• _Selected excerpt_
* * * * *
From: Dave Farber <dave () farber net>
Date: Tue, 06 Aug 2002 19:13:34 -0400



-----Original Message-----
From: "Richard Jay Solomon"<rsolomon () dsl cis upenn edu>
Sent: 8/6/02 7:03:28 PM
To: "David Farber"<farber () cis upenn edu>
Cc: "Eric Rosenthal"<eric () creative-technology net>, "maureen () goodread com"<maureen () goodread com>, "Clark 
Johnson, Jr."<clark () fcomm net>, "Sean E. Solomon"<seans () goodread com>
Subject: Government Is Slow to Offer Safety Plans



___  Preparedness Guide ___

Dirty bombs, anthrax and smallpox: An informative guide for you and 
your family. Click to launch
the guide.
http://www.washingtonpost.com/wp-dyn/articles/A47958-2002Aug5.html


Government Is Slow to Offer Safety Plans
Local, National Offices Have Yet to Disclose Advice People Could Use 
in a Terrorist Attack

By Barton Gellman
Washington Post Staff Writer
Tuesday, August 6, 2002; Page A01




NEW YORK -- In a closed meeting recently in Manhattan, Police 
Commissioner Ray Kelly fielded a question about the city's 
evacuation plan in case of biological, chemical or radiological 
attack.

"He took a long sip of his tea, and put it down, and said, 'What 
evacuation?' " recalled one participant, whose employer forbids him 
to be quoted by name. "He said, 'This is a city of 8 million people. 
It can't be done.' "

To someone choosing between shelter and flight when contaminants are 
in the air, that would be valuable information. National models show 
that a sudden exodus from nearly any big city would leave people 
gridlocked and exposed, while safe rooms they could make at home 
could offer life-saving protection. (See guide, Page A6.)

But President Bush and local elected leaders are not providing this 
information to the public. For political and bureaucratic reasons, 
governments at all levels are telling far less to the public than to 
insiders about how to prepare for and behave in the initial chaos of 
a mass-casualty event.

Homeland Security Director Tom Ridge often describes another major 
attack as "a matter of when, not if," and he said recently it could 
kill "vast numbers of Americans." But he has not yet urged the 
public to take available steps that could reduce the toll. When 
asked, the government is dispensing generic guidance with fewer 
particulars than it puts in pamphlets about hurricanes and winter 
storms.

The Bush administration, Congress and some municipal authorities are 
preparing themselves more effectively for an attack. Congress, for 
example, has evacuation routes and respiratory protection for every 
member and aide. Kelly, who could not be reached for this article 
after a faxed letter and telephone calls, keeps emergency water, 
food and medical supplies for his office.
* * * * *
• _Record set_

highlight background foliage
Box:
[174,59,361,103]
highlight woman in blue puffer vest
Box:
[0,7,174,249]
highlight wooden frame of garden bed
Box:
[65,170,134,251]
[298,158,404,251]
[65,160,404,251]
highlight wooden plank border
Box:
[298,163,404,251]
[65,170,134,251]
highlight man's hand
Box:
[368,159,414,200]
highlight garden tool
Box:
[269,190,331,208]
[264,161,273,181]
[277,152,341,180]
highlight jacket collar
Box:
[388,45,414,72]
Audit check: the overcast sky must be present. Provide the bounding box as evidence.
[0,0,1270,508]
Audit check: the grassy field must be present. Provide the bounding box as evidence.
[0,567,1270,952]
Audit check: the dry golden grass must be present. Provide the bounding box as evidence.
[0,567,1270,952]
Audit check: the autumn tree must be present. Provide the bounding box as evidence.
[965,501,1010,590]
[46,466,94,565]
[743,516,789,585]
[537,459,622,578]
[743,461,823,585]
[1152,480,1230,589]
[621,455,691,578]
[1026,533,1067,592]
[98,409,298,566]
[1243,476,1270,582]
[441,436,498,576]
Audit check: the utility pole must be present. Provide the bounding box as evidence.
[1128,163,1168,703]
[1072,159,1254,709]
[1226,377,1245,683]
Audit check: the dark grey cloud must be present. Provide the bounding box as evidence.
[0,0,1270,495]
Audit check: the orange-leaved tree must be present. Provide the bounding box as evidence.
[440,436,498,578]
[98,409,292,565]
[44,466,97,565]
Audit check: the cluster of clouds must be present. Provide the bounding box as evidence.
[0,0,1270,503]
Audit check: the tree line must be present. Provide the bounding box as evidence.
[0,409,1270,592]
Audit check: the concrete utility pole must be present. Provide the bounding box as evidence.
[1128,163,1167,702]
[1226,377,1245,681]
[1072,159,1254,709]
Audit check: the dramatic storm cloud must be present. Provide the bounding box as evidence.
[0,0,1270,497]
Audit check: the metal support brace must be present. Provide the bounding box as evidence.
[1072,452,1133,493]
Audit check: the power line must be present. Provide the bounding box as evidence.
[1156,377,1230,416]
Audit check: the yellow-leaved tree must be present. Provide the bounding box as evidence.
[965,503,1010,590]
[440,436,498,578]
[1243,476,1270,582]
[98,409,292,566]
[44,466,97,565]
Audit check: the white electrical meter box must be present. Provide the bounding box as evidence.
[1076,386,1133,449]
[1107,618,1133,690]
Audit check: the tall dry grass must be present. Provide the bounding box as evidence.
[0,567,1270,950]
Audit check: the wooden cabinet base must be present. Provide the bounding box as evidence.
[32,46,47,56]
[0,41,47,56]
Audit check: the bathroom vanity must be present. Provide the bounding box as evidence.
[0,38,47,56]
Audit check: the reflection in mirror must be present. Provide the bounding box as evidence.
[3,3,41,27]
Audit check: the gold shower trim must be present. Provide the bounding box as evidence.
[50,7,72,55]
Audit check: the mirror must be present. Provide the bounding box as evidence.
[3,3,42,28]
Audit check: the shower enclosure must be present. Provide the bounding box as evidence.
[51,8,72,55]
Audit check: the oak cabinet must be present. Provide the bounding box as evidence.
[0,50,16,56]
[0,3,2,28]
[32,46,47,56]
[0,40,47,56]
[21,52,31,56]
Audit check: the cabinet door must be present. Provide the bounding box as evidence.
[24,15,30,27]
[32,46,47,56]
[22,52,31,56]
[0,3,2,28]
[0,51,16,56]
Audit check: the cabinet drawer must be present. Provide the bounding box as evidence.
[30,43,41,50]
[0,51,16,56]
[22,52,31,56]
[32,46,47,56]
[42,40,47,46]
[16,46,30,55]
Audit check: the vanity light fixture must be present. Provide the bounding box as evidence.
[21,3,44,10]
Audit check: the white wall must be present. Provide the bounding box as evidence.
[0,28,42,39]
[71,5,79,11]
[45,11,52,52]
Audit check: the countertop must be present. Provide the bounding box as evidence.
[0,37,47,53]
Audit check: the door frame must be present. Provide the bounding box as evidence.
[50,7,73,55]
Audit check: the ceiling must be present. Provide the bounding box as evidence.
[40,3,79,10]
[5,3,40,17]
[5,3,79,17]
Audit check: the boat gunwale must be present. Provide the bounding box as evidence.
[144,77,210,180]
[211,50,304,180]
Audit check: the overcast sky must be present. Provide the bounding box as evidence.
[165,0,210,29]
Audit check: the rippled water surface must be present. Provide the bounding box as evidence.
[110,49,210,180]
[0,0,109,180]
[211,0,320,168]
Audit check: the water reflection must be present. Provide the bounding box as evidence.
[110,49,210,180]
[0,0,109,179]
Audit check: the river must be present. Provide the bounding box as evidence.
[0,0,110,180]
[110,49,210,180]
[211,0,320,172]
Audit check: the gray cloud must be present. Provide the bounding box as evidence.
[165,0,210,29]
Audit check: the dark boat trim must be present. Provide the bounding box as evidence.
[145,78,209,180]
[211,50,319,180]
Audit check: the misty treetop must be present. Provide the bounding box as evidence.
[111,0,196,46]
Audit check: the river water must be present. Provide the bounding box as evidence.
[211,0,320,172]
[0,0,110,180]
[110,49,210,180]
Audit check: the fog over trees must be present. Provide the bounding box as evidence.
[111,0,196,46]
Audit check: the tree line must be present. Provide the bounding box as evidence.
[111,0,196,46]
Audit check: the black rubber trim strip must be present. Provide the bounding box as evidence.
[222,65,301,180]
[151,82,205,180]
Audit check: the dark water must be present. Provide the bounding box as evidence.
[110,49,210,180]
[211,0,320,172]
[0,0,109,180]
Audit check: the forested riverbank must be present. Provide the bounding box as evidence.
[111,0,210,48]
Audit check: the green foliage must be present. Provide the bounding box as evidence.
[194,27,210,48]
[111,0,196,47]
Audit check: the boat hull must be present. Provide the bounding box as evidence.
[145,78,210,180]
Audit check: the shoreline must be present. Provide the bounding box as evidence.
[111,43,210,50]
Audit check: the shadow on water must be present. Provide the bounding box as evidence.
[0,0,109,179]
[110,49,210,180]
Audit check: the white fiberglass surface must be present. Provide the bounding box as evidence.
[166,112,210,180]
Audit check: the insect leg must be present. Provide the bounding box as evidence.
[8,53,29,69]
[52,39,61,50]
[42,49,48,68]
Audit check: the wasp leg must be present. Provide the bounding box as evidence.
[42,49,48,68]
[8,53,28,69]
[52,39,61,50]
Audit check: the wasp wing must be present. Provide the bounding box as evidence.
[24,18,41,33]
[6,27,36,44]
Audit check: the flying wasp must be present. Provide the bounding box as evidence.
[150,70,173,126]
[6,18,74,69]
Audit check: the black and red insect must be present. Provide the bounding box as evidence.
* * * * *
• _Problem description_
Could you carry the article about government safety plans forward, starting right after its last sentence?

• _Response box_
Mayor Anthony A. Williams (D) and the D.C. government are among the 
most aggressive in urging the public to make similar preparations. 
Since Sept. 11, they have printed a brochure in nine languages, as 
well as in braille, and have mailed a copy to every household in the 
District.

Even so, the D.C. Family Preparedness Guide relies on euphemisms 
that obscure its meaning, such as "technological hazards" for 
chemical and biological weapons. And according to federal 
scientists, some of its instructions are outdated and others are too 
vague to be effective.

John Sorensen, director of the Emergency Management Center at the 
federal government's Oak Ridge National Laboratory in Tennessee, 
said he "offered to develop brochures for chemical weapons, 
biological agents and so forth" that would describe in plain 
language what Americans could do to prepare. He said the Federal 
Emergency Management Agency and the American Red Cross, which 
jointly publish the most widely used disaster preparation materials, 
"told me, 'We're not in the business of terrifying the public.' " 
Officials at both organizations said they prefer to provide advice 
broad enough for any disaster, natural or man-made.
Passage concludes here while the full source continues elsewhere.